> **Work to do**: In this exercise, reproduce all the entries that follow exactly.

> **Material shown**:
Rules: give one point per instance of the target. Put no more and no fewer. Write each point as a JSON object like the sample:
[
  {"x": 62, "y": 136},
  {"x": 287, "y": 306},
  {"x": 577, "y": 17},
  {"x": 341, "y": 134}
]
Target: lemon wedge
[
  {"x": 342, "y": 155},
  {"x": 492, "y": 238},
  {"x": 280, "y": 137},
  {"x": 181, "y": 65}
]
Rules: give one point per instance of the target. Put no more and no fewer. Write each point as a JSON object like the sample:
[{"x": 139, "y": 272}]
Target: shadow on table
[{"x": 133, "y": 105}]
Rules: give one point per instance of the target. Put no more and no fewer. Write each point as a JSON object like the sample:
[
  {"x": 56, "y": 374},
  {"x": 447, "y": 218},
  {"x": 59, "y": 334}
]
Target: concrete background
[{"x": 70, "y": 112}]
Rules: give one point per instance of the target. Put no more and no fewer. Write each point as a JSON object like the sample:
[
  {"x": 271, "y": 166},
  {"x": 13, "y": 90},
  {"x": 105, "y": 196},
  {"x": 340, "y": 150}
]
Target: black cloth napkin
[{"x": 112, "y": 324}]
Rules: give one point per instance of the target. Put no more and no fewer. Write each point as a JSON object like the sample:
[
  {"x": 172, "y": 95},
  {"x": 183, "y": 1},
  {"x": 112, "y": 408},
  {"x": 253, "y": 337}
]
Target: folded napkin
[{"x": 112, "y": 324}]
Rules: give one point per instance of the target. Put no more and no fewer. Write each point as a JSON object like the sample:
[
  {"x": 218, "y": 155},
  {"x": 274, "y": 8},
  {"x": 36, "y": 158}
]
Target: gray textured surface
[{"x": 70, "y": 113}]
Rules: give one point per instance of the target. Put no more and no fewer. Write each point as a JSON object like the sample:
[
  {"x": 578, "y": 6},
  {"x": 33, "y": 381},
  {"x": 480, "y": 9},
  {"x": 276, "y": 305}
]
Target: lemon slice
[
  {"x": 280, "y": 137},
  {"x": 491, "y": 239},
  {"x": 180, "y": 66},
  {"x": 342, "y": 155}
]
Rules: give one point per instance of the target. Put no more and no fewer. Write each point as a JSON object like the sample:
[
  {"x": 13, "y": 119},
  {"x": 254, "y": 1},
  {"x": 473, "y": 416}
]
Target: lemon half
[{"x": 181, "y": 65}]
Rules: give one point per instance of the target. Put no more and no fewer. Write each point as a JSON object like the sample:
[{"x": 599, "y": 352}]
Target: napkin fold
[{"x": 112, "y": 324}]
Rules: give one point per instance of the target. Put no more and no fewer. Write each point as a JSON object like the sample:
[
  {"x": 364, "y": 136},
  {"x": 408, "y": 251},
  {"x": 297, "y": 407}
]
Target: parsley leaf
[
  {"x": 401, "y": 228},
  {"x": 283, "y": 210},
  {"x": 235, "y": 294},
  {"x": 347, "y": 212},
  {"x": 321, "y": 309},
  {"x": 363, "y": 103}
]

> **Problem solution**:
Rules: give one point per instance of the target. Put no more and no fewer. Write each point as a JSON object like the sample:
[
  {"x": 62, "y": 136},
  {"x": 287, "y": 306},
  {"x": 577, "y": 17},
  {"x": 341, "y": 134}
]
Target: lemon wedge
[
  {"x": 342, "y": 155},
  {"x": 492, "y": 238},
  {"x": 280, "y": 137},
  {"x": 181, "y": 65}
]
Rules: give one point per instance of the target. Put no more and no fewer. Write each point as a JSON object like the sample:
[{"x": 139, "y": 272}]
Target: shadow on table
[{"x": 133, "y": 105}]
Rules: give one point per instance of the target. Put no more and no fewer. Write each point as a JSON object like the sample:
[
  {"x": 56, "y": 374},
  {"x": 447, "y": 218},
  {"x": 59, "y": 334}
]
Target: concrete background
[{"x": 70, "y": 112}]
Rules: give one point per instance of the target. Put no more and no fewer. Write each point as a JSON object like the sample:
[
  {"x": 271, "y": 166},
  {"x": 13, "y": 90},
  {"x": 105, "y": 196},
  {"x": 340, "y": 150}
]
Target: black cloth napkin
[{"x": 112, "y": 324}]
Rules: give one point per instance of the target. Put no more and no fewer. Write each point as a JSON object like the sample:
[
  {"x": 172, "y": 95},
  {"x": 183, "y": 1},
  {"x": 112, "y": 408},
  {"x": 253, "y": 337}
]
Target: folded napkin
[{"x": 112, "y": 324}]
Rules: give one point per instance of the target. Put no more and no fewer. Write each point as a JSON object like the sample:
[
  {"x": 218, "y": 155},
  {"x": 274, "y": 8},
  {"x": 36, "y": 158}
]
Target: gray textured surface
[{"x": 70, "y": 113}]
Rules: give one point per instance of the target. Put no more and no fewer. Write each point as a JSON object like the sample:
[
  {"x": 578, "y": 6},
  {"x": 33, "y": 381},
  {"x": 480, "y": 9},
  {"x": 276, "y": 305}
]
Target: lemon slice
[
  {"x": 280, "y": 137},
  {"x": 491, "y": 239},
  {"x": 180, "y": 66},
  {"x": 342, "y": 155}
]
Rules: give one point per instance of the target. Put no more and no fewer. Write each point as a JSON object like the sample:
[
  {"x": 13, "y": 119},
  {"x": 254, "y": 1},
  {"x": 473, "y": 416}
]
Target: lemon half
[{"x": 181, "y": 65}]
Rules: give one point per instance of the target. Put no more and no fewer. Write each point as a JSON object like the sample:
[{"x": 599, "y": 352}]
Target: napkin fold
[{"x": 112, "y": 324}]
Rules: give one point per instance of the target. Put no more and no fewer. Write each point as a JSON object like the sample:
[
  {"x": 364, "y": 136},
  {"x": 408, "y": 251},
  {"x": 297, "y": 407}
]
Target: parsley leaf
[
  {"x": 401, "y": 228},
  {"x": 283, "y": 210},
  {"x": 235, "y": 294},
  {"x": 347, "y": 212},
  {"x": 321, "y": 309},
  {"x": 363, "y": 103}
]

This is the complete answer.